* **Exercise materials**:
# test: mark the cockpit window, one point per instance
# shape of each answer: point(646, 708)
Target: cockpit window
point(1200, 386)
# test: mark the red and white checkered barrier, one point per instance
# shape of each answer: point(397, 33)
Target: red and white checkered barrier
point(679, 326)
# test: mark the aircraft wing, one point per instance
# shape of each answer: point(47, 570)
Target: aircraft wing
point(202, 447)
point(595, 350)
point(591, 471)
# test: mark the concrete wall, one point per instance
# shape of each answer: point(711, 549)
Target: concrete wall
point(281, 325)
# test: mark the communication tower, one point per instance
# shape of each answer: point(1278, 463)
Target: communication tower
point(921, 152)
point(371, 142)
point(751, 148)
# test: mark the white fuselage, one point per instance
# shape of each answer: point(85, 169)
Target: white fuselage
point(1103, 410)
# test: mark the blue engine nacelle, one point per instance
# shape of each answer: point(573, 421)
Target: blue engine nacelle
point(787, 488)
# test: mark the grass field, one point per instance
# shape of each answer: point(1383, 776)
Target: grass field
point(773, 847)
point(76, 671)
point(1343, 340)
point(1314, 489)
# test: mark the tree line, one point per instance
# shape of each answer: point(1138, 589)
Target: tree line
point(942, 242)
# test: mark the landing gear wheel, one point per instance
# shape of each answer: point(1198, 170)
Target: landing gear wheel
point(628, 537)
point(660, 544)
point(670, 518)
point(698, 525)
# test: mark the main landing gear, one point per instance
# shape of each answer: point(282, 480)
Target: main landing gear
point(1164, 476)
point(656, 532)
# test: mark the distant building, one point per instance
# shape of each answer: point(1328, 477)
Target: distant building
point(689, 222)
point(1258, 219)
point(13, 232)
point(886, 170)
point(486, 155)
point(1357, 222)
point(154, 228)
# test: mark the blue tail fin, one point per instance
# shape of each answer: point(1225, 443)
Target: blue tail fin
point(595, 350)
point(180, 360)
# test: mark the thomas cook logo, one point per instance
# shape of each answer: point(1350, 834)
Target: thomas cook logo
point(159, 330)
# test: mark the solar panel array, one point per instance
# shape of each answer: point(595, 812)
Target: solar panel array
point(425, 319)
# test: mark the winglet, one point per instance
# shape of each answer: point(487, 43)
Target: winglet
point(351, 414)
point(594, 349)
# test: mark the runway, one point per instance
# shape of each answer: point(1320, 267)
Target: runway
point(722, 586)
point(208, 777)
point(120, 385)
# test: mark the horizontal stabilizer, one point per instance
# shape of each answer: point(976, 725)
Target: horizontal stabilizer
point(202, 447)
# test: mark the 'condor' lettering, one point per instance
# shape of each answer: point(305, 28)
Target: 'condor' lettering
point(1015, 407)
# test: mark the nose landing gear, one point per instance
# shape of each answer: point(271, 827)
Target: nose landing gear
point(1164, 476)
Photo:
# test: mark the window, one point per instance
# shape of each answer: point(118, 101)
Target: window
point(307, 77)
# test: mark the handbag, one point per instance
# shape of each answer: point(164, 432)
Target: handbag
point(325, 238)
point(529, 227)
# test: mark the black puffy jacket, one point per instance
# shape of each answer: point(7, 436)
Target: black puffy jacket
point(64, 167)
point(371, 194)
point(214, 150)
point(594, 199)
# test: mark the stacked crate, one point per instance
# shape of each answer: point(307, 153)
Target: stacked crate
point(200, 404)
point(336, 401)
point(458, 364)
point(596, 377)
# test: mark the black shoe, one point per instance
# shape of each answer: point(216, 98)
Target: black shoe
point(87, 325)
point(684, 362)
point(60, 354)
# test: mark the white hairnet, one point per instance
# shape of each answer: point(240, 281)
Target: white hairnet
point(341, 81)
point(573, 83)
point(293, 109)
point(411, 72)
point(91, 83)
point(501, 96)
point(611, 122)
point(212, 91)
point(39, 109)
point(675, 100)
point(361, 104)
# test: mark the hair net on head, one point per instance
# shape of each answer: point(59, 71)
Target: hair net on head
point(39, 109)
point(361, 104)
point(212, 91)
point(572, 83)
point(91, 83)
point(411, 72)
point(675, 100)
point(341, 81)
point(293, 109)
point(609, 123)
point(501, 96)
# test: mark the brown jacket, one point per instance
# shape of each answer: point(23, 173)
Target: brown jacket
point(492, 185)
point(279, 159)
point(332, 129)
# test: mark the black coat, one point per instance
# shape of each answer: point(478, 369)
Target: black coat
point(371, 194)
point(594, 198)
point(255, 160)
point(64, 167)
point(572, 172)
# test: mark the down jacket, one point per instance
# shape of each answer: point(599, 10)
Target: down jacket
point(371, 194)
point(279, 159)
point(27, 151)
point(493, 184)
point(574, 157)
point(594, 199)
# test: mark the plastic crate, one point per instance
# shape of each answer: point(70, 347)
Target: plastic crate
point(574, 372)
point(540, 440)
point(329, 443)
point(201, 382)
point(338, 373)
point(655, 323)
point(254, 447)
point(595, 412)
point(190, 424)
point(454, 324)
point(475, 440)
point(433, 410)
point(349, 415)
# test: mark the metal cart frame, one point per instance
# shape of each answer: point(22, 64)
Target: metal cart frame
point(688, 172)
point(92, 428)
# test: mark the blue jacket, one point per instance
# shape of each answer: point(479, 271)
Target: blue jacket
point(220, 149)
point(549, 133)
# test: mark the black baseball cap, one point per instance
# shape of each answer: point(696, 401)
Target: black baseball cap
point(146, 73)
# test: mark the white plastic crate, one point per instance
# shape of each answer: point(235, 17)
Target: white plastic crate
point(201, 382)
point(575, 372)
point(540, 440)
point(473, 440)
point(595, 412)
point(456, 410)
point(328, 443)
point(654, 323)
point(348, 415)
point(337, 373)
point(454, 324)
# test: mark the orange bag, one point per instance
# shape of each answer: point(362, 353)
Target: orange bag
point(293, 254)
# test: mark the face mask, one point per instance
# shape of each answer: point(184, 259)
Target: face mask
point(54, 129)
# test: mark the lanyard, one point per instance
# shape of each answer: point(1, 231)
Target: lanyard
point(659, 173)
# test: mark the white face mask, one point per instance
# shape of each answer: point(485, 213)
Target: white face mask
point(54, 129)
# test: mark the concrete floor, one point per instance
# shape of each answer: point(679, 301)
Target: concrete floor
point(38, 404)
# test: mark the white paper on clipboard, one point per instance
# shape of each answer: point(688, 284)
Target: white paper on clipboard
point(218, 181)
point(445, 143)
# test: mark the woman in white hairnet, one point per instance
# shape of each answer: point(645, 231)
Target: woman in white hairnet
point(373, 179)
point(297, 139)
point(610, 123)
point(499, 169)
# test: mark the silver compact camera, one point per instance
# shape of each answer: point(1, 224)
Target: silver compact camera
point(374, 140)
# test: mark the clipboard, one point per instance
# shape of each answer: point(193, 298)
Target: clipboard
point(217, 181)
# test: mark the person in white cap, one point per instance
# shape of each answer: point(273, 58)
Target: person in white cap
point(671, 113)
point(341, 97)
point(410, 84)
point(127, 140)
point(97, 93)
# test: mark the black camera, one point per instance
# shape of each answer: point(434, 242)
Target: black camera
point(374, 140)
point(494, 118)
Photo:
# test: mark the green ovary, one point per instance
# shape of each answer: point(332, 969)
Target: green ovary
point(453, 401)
...
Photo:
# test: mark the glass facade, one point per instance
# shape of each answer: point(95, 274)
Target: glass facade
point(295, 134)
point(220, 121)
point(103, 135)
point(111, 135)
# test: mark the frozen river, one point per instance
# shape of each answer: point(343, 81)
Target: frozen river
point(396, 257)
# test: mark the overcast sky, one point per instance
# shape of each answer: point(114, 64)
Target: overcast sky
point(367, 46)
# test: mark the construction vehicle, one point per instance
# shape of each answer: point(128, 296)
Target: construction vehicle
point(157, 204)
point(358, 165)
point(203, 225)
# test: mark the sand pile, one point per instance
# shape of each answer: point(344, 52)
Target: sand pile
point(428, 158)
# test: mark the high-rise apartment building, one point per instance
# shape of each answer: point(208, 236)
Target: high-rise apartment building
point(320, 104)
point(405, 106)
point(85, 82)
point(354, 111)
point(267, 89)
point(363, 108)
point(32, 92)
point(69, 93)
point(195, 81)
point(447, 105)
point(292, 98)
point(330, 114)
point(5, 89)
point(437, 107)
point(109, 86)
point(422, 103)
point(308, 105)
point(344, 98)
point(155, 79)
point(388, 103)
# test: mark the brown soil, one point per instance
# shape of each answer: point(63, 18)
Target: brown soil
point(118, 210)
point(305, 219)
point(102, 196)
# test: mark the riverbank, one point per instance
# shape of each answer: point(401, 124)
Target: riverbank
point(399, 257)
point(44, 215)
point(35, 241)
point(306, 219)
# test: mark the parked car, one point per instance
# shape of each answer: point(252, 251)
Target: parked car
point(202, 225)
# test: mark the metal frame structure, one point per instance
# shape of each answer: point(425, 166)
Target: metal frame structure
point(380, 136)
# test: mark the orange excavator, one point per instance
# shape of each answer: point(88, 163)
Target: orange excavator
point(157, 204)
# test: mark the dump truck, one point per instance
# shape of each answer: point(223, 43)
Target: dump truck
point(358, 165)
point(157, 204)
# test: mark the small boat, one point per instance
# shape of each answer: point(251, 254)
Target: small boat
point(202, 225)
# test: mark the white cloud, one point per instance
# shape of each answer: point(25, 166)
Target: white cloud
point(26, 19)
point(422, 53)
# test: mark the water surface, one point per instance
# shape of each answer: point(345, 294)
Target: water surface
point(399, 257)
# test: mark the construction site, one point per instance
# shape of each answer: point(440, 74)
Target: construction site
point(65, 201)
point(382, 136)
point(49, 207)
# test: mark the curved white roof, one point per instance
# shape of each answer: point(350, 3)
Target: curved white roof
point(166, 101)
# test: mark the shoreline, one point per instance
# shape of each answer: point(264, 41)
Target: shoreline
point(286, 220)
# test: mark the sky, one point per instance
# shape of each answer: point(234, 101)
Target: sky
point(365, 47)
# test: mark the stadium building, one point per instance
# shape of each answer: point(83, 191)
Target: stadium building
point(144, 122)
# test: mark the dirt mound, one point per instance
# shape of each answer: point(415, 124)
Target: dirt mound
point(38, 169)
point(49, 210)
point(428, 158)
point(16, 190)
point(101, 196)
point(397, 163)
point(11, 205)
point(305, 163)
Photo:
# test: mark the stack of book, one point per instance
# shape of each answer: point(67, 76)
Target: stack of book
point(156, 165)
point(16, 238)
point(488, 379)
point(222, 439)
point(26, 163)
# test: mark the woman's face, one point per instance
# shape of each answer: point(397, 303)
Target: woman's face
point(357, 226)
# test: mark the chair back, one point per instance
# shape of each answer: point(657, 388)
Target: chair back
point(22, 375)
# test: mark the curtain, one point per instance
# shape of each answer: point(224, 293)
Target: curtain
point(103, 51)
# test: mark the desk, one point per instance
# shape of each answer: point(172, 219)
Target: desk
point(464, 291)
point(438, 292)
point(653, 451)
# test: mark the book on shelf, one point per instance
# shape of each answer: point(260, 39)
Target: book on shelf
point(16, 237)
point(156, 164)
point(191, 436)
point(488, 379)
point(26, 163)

* **What you are asked to do**:
Starting at the line that has "# test: mark the aircraft" and stopping after the line that has "point(154, 228)", copy those entries with "concrete wall" changed to "brick wall" and everything else left as it is.

* **Written response**:
# test: mark the aircraft wing, one point per instance
# shape of each answer: point(47, 570)
Target: aircraft wing
point(202, 447)
point(595, 350)
point(591, 471)
# test: mark the brick wall, one point per instance
# shape of each answer: point(711, 549)
Target: brick wall
point(281, 325)
# test: mark the communication tower, one point per instance
# shape of each answer: point(1278, 463)
Target: communication tower
point(921, 152)
point(371, 142)
point(751, 148)
# test: mark the white fuselage, one point per instance
# shape of each answer: point(85, 169)
Target: white fuselage
point(1103, 410)
# test: mark the blue engine nacelle, one point per instance
# shape of each answer: point(573, 421)
Target: blue engine nacelle
point(787, 488)
# test: mark the grass field, one point per instance
# shape of each answer: point(1383, 776)
Target: grass field
point(773, 847)
point(76, 671)
point(1343, 340)
point(1314, 489)
# test: mark the tree line, one point per instance
# shape of each answer: point(1138, 589)
Target: tree line
point(942, 242)
# test: mark the landing gear wheel, one point per instance
# shape of each answer: point(1198, 170)
Target: landing gear wheel
point(628, 537)
point(660, 544)
point(670, 518)
point(698, 525)
# test: mark the main landing gear, one point per instance
# shape of each answer: point(282, 480)
Target: main landing gear
point(1164, 476)
point(656, 532)
# test: mark the distant building, one point per instance
# shape of each answer: point(1328, 477)
Target: distant building
point(689, 222)
point(1258, 219)
point(13, 232)
point(886, 170)
point(486, 155)
point(1357, 222)
point(154, 228)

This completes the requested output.